■ **Work required**
Could you copy every entry exactly, with nothing changed?

************

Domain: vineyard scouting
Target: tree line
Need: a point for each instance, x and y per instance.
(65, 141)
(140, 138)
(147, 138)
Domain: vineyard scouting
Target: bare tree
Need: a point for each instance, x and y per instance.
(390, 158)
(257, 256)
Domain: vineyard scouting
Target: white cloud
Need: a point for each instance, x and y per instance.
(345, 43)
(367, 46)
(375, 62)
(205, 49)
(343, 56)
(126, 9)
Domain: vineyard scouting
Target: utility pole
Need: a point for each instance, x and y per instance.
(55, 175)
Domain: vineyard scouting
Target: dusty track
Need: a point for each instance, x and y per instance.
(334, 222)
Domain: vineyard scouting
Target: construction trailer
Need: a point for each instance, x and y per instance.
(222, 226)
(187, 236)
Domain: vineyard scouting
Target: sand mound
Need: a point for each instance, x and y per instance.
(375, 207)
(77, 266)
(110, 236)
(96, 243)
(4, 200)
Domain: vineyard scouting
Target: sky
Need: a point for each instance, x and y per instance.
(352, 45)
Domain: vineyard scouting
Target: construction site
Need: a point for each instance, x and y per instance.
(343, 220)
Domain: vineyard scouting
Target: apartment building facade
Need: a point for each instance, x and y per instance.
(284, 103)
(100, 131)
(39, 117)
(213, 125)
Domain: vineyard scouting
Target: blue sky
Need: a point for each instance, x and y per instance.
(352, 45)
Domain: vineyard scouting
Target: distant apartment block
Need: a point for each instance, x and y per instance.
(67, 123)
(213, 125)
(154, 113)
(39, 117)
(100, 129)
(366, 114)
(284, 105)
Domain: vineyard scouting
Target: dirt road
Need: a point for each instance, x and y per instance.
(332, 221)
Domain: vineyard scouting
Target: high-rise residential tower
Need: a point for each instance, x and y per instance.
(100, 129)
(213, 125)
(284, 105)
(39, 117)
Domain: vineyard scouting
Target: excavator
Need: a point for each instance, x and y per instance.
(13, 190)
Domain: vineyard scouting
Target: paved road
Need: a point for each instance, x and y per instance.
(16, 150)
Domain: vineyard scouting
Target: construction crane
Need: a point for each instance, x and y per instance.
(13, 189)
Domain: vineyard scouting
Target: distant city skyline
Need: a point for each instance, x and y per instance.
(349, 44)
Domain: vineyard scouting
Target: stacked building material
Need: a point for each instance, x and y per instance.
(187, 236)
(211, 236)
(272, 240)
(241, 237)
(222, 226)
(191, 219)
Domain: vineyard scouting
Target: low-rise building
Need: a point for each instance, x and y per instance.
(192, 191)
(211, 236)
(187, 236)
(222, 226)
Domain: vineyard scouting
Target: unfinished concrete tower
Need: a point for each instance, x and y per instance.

************

■ **Task answer**
Domain: vineyard scouting
Target: tree line
Need: a point for each instance, x and y per instance.
(65, 141)
(140, 138)
(147, 138)
Domain: vineyard scouting
Target: bare tree
Need: a point for each instance, x and y per instance.
(390, 158)
(257, 256)
Domain: vineyard scouting
Target: white cloud
Need: a point for each instance, x and y per instance.
(345, 43)
(367, 46)
(375, 62)
(205, 49)
(343, 56)
(126, 9)
Domain: vineyard scouting
Target: utility pole
Need: a point for each instance, x and y per instance.
(55, 175)
Domain: vineyard scouting
Target: dusty track
Need: a point for each instance, x and y per instance.
(334, 222)
Domain: vineyard scouting
Target: construction trailer
Need: a point for each instance, x and y per instance.
(222, 226)
(187, 236)
Domain: vineyard scouting
Target: sand mound
Need: a point for each instance, x and y per instance.
(375, 207)
(77, 266)
(110, 236)
(96, 243)
(4, 200)
Domain: vineyard scouting
Target: sky
Need: a point for each instance, x and y per instance.
(352, 45)
Domain: vineyard scouting
Target: construction site
Need: a point for each instance, x and y per instance.
(343, 220)
Domain: vineyard scouting
Target: apartment building facade
Need: a point for each instance, x and y per instance.
(284, 103)
(100, 131)
(39, 117)
(213, 125)
Domain: vineyard scouting
Target: blue sky
Need: a point for each instance, x and y per instance.
(352, 45)
Domain: vineyard scouting
Target: distant apartment block
Need: a point for each instance, x and y per instance.
(67, 123)
(213, 125)
(154, 113)
(39, 117)
(100, 129)
(366, 114)
(284, 105)
Domain: vineyard scouting
Target: dirt road
Need: a point for each instance, x and y per instance.
(332, 221)
Domain: vineyard scouting
Target: high-rise residential tower
Need: a point for each instance, x and y per instance.
(100, 129)
(213, 125)
(284, 105)
(39, 117)
Domain: vineyard scouting
Target: excavator
Need: a point for each instance, x and y per instance.
(13, 190)
Domain: vineyard scouting
Target: paved road
Need: a point for each instance, x and y per instance.
(16, 150)
Domain: vineyard scouting
Target: construction crane
Need: a point for each instance, x and y per instance.
(13, 189)
Domain: vineyard scouting
Target: distant city skyline
Need: a point for each instance, x and y per instance.
(349, 44)
Domain: vineyard scouting
Target: stacked building material
Need: a point for each instance, x and y per instance.
(187, 236)
(211, 236)
(272, 240)
(241, 237)
(222, 226)
(191, 219)
Domain: vineyard scouting
Target: low-rise building
Need: a point for each instance, x and y per instance.
(192, 191)
(211, 236)
(187, 236)
(222, 226)
Domain: vineyard scouting
Target: unfinished concrete tower
Need: a point for each instance, x and y per instance.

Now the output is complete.